== TASK ==
Rewrite every line from the start of the entries up to and including the line with "left=187, top=272, right=204, bottom=300", adding 136 to each bounding box coordinate in the answers. Leave all other lines unchanged.

— Start of SOURCE DATA —

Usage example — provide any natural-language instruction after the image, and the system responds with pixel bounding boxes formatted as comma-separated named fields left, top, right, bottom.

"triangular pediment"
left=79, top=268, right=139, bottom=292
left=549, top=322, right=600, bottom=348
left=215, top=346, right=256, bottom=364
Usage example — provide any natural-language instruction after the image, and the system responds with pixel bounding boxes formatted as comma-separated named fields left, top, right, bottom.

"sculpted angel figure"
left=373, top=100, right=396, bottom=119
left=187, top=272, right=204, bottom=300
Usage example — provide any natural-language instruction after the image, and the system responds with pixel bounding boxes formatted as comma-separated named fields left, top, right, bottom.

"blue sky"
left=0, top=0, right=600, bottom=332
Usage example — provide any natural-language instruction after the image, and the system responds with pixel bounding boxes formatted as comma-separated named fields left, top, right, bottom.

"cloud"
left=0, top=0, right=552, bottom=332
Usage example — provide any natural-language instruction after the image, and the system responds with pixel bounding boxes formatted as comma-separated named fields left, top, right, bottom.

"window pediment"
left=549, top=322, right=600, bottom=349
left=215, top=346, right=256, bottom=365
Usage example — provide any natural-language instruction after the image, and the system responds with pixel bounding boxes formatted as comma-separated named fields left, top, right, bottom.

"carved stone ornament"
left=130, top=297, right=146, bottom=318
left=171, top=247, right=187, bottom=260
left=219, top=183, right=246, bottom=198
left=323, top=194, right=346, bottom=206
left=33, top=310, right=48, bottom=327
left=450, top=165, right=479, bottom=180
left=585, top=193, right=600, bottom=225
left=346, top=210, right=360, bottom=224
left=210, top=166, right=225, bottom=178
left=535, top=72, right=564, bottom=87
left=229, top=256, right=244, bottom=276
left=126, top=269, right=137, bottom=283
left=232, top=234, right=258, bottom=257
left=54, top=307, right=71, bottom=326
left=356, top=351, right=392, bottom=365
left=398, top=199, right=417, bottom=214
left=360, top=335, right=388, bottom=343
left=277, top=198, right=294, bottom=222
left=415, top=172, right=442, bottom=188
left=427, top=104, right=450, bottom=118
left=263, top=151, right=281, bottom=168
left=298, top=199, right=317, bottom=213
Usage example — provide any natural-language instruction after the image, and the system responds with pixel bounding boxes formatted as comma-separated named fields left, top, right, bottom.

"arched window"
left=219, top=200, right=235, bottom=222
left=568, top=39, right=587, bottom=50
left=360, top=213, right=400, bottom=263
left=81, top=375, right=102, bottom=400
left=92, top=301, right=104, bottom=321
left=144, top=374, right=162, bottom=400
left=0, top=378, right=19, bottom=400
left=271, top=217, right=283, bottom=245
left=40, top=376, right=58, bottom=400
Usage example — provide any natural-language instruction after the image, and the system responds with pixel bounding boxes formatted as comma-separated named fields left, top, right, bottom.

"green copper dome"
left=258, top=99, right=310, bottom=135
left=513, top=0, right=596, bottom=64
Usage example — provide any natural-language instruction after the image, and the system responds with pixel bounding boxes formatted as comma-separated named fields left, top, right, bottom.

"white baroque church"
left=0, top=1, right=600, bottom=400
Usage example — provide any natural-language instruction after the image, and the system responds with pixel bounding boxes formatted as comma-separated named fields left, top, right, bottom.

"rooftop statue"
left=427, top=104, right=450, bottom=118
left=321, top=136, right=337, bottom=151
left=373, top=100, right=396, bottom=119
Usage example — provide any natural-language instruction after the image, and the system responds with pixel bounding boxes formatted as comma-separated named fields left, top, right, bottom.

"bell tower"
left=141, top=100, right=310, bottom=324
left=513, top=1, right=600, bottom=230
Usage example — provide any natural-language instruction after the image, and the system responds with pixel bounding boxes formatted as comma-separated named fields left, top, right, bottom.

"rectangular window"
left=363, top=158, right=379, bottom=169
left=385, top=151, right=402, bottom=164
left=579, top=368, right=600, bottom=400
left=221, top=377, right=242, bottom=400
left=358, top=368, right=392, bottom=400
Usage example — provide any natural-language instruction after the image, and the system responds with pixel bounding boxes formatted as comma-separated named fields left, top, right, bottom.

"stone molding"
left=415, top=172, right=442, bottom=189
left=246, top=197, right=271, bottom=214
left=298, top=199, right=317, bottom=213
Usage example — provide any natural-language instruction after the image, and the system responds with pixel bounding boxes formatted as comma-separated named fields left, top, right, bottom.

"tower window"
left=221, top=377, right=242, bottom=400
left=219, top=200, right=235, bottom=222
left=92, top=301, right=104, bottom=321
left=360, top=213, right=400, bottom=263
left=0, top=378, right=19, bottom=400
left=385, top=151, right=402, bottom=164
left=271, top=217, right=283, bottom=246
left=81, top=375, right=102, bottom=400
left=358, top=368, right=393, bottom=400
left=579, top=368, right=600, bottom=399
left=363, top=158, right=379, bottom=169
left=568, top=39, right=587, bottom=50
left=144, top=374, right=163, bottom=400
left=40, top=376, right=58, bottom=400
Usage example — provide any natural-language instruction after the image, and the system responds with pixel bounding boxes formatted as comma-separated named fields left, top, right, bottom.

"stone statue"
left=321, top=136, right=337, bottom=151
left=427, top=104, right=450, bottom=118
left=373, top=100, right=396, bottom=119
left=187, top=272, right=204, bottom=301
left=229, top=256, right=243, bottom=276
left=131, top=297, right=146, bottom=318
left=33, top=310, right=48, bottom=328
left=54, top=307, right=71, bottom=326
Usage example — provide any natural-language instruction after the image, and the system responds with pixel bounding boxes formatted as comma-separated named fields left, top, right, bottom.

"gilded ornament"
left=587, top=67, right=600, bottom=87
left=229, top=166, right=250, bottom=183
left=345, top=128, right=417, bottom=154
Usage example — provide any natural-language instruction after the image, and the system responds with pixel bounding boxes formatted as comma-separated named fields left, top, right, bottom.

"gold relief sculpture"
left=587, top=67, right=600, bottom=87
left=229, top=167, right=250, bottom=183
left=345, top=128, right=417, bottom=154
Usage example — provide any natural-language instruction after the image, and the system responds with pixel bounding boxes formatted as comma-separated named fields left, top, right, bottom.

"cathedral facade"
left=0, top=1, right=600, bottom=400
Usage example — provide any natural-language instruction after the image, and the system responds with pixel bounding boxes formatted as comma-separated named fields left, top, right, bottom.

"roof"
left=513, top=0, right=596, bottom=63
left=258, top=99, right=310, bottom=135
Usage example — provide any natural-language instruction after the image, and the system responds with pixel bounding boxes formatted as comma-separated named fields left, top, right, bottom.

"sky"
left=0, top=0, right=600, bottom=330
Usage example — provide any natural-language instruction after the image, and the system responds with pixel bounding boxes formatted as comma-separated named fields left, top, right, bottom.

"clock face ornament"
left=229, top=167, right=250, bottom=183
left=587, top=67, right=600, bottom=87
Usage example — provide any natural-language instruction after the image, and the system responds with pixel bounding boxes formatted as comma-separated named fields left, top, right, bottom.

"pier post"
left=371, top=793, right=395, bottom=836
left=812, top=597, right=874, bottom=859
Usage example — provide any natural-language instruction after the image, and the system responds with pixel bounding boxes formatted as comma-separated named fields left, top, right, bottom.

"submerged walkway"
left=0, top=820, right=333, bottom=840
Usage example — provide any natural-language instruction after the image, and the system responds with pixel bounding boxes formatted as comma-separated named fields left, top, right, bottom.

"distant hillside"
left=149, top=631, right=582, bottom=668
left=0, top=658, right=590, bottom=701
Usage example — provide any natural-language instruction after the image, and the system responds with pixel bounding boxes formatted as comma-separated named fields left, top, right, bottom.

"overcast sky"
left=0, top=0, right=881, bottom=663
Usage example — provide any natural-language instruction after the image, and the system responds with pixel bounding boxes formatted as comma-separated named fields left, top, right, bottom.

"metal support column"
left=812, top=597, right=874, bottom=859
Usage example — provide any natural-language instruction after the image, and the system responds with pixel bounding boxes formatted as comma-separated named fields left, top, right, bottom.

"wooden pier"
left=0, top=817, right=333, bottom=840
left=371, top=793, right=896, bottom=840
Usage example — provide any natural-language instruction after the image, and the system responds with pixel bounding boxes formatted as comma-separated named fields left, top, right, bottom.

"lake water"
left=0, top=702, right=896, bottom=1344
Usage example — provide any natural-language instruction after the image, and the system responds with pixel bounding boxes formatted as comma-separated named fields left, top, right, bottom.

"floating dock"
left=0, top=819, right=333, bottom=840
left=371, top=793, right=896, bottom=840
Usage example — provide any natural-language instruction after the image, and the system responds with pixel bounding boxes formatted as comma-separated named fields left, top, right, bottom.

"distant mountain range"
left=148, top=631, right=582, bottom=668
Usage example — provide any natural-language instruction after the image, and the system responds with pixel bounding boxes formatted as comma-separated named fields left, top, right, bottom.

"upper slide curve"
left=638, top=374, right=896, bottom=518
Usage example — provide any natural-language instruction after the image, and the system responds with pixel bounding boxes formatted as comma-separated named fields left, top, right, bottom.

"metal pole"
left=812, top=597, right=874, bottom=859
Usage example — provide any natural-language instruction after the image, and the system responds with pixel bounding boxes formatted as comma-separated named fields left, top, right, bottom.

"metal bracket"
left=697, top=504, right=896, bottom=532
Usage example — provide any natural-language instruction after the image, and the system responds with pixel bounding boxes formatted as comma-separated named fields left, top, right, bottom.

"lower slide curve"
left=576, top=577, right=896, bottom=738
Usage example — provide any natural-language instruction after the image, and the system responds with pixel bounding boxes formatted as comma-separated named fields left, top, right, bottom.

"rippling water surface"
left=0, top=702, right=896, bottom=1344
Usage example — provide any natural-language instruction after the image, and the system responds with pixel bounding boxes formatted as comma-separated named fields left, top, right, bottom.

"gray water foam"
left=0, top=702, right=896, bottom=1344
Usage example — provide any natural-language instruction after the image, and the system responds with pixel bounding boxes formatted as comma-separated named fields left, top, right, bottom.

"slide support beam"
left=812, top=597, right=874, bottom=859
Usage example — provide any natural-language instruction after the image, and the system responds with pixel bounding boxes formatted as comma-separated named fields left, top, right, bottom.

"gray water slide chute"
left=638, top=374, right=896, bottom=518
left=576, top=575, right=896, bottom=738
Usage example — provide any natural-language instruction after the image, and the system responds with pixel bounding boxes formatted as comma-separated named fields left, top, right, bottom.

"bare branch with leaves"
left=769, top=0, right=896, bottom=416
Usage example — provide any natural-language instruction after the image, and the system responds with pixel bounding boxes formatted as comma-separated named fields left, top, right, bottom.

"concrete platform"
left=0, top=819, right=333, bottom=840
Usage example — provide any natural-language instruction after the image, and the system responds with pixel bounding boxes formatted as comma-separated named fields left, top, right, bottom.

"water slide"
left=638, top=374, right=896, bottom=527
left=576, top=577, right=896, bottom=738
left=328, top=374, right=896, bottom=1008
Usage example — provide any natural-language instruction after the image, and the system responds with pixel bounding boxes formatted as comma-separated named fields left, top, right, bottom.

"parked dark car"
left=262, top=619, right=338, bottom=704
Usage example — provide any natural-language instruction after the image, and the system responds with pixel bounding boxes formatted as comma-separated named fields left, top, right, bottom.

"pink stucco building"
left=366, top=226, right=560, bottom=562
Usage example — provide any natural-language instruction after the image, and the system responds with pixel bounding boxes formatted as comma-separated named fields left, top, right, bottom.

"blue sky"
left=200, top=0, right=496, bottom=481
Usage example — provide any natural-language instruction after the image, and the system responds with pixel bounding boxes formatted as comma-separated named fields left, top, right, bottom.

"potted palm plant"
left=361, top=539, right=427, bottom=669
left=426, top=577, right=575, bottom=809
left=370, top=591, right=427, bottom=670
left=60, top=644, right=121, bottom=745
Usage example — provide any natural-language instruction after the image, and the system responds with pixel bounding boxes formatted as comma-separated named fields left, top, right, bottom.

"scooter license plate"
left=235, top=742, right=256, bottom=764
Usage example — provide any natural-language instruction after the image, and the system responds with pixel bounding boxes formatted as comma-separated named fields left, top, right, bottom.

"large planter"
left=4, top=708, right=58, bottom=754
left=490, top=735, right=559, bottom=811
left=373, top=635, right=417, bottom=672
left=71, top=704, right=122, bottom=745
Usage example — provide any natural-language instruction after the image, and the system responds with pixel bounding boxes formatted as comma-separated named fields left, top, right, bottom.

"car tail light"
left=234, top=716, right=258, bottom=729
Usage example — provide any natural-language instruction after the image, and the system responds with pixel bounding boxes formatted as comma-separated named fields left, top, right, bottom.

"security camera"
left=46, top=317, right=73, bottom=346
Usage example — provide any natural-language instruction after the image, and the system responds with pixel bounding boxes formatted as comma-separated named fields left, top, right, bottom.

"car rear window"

— End of SOURCE DATA —

== RESULT FOR THIS EXERCISE ==
Usage example — provide any natural-language instruction after the image, and the system responds with pixel bounding boxes formatted as comma-separated named fields left, top, right, bottom.

"triangular pediment"
left=215, top=404, right=275, bottom=428
left=685, top=458, right=736, bottom=484
left=351, top=482, right=392, bottom=500
Usage example — provide any natural-language instruction after the image, and the system responds with pixel bounding boxes formatted as comma-separated named fields left, top, right, bottom.

"sculpted angel figure"
left=509, top=236, right=532, bottom=255
left=323, top=408, right=340, bottom=436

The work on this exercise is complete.